Re: gEDA-user: basic anti-EMI design q

[Karel Kulhavy <clock@xxxxxxxxxxxxx>]

On Sat, Mar 25, 2006 at 09:55:55AM -0700, John Doty wrote:
> 
> On Mar 24, 2006, at 7:41 AM, Steve Meier wrote:
> 
> >Ideally true but in reality not true. Put you oscilloscope probe  
> >tip to
> >the ground plane at a point further then the probes ground. More often
> >then not you will see some sort of noise. If the ground had zero
> >resistence and an infinite supply of available electrons this noise
> >wouldn't be there.
> 
> Not true. This usually isn't due to resistance. Taking skin effect  
> into account, at 100 MHz a copper ground plane has a surface  
> resistance of ~3 milliohms/square. On the other hand, a 3 cm diameter  
> loop has an impedance of ~50 ohms. Now this is just dimensional  

What is attenuation in decibels of an infinite copper plane 0.2mm thick
@100MHz (driven by a plane space wave perpendicular to the plane)?

CL<
> analysis, but the mutual impedances that cause the crosstalk tend to  
> be proportional to these numbers. So at this frequency you can expect  
> crosstalk due to mutual resistance to be something like 80 dB below  
> the mutual inductance crosstalk for circuits of typical dimensions.
> 
> The reason you see this on the scope is that the ground lead -> probe  
> -> probe tip -> ground lead loop picks up the induction from loops in  
> the circuit.
> 
> >Since ground is the return path of most circuits
> >(obviously not differential circuits) and two or more circuits can  
> >have
> >return paths that cross each other on the ground there will be cross
> >talk on the ground plane. In the case of digital circuits which often
> >have high frequency clocks that clock itself can propigate through the
> >ground and power and into the analog circuits where it can then be
> >amplified causing distortion.

=====

* **STATED GOAL 1**
Retype the pointing records line for line without changing anything, and leave the pictures out of your answer.
The records that come next have no connection to the mailing-list thread above.

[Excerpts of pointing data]
=====

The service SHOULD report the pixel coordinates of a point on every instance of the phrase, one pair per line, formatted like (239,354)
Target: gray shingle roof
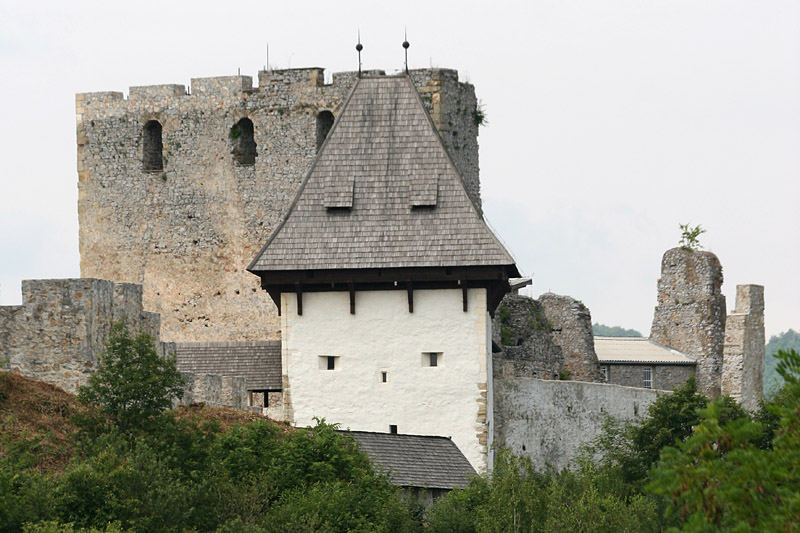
(416,460)
(257,361)
(385,157)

=====

* **STATED GOAL 2**
Echo the mailing-list thread on ground planes word for word, everything from "What is attenuation" down to "of typical dimensions.".

* **EXERCISE OUTPUT 1**
The service SHOULD report the pixel coordinates of a point on every instance of the phrase, one pair per line, formatted like (239,354)
Target: gray shingle roof
(416,460)
(257,361)
(385,157)

* **EXERCISE OUTPUT 2**
What is attenuation in decibels of an infinite copper plane 0.2mm thick
@100MHz (driven by a plane space wave perpendicular to the plane)?

CL<
> analysis, but the mutual impedances that cause the crosstalk tend to  
> be proportional to these numbers. So at this frequency you can expect  
> crosstalk due to mutual resistance to be something like 80 dB below  
> the mutual inductance crosstalk for circuits of typical dimensions.